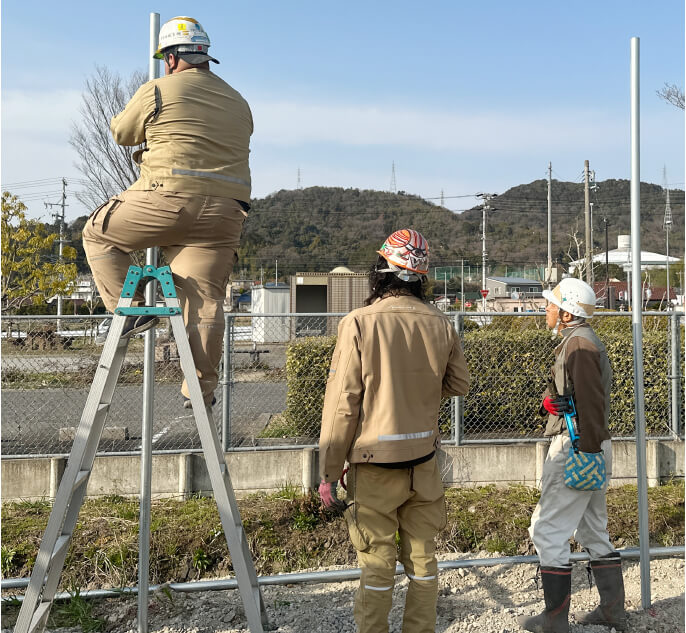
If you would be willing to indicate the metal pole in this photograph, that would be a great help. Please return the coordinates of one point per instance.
(607, 267)
(549, 273)
(459, 401)
(483, 254)
(148, 401)
(587, 217)
(462, 288)
(675, 377)
(226, 386)
(637, 325)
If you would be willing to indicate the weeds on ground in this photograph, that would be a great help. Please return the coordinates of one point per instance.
(288, 531)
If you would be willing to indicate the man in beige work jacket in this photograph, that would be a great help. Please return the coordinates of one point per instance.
(192, 195)
(394, 360)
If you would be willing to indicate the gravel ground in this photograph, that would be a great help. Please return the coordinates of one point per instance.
(483, 600)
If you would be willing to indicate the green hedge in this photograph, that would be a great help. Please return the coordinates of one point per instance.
(509, 368)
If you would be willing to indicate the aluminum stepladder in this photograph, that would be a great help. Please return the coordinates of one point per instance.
(49, 563)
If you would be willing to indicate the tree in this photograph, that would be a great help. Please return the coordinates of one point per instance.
(31, 271)
(671, 93)
(107, 167)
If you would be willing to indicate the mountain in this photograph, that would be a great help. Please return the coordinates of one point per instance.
(318, 228)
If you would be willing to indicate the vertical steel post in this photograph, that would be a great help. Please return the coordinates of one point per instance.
(637, 324)
(675, 372)
(148, 401)
(459, 401)
(226, 385)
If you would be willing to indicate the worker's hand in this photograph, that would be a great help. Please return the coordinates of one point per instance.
(555, 405)
(327, 493)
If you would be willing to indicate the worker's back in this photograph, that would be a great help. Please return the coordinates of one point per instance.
(197, 129)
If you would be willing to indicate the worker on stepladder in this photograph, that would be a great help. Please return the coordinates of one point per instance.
(394, 360)
(582, 370)
(191, 198)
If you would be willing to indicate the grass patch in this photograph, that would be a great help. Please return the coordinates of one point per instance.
(288, 531)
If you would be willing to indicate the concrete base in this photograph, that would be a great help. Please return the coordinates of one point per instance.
(181, 475)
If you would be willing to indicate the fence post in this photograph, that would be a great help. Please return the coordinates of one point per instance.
(459, 401)
(675, 353)
(226, 382)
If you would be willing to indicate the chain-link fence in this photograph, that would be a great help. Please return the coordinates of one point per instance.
(273, 378)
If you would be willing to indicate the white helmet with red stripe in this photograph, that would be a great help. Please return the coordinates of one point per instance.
(574, 296)
(407, 254)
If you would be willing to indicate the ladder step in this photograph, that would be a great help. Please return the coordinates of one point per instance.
(60, 546)
(81, 479)
(38, 615)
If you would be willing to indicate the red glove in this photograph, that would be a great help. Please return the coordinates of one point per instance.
(327, 493)
(556, 406)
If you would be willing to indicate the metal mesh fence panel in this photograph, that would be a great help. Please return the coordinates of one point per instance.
(273, 379)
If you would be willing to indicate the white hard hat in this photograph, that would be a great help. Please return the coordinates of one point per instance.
(574, 296)
(190, 38)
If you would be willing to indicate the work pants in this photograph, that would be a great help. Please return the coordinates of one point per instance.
(199, 236)
(383, 502)
(563, 512)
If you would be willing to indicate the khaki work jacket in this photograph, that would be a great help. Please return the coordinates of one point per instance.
(393, 362)
(582, 370)
(197, 132)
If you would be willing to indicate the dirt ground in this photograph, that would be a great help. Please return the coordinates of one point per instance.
(484, 600)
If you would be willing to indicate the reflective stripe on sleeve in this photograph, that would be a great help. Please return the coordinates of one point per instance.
(405, 436)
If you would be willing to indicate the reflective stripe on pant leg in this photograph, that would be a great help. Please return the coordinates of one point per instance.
(372, 522)
(420, 519)
(559, 509)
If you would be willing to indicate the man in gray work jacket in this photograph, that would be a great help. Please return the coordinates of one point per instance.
(582, 370)
(192, 195)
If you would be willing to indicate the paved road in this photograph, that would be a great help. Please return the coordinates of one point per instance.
(31, 419)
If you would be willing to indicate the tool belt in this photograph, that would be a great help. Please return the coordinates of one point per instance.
(583, 471)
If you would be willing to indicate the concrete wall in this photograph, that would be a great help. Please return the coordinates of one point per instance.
(251, 471)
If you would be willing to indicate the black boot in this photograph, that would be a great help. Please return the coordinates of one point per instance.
(557, 590)
(607, 572)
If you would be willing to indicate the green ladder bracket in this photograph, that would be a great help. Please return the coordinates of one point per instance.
(135, 276)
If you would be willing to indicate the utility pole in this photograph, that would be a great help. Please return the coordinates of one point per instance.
(486, 197)
(59, 216)
(607, 267)
(587, 215)
(462, 288)
(667, 225)
(550, 226)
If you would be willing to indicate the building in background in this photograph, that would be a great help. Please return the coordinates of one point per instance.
(514, 294)
(271, 298)
(338, 291)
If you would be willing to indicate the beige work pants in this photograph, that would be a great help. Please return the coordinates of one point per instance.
(563, 512)
(409, 501)
(199, 236)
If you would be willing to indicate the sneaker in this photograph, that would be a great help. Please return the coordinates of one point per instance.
(187, 402)
(137, 324)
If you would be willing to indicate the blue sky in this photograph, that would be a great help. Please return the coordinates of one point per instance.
(462, 96)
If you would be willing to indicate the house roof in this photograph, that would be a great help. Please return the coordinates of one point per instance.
(622, 257)
(514, 280)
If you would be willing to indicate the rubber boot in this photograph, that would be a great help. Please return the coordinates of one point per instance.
(607, 572)
(557, 590)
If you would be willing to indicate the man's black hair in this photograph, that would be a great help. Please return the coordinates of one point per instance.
(384, 284)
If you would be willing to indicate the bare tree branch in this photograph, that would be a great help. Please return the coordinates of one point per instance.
(106, 166)
(671, 93)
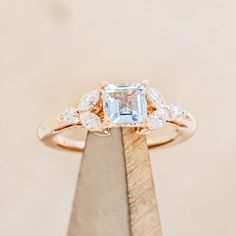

» **What you have to do**: Count the lines above that contain the word "worker" and give only that number.

» **Answer to this problem**: 3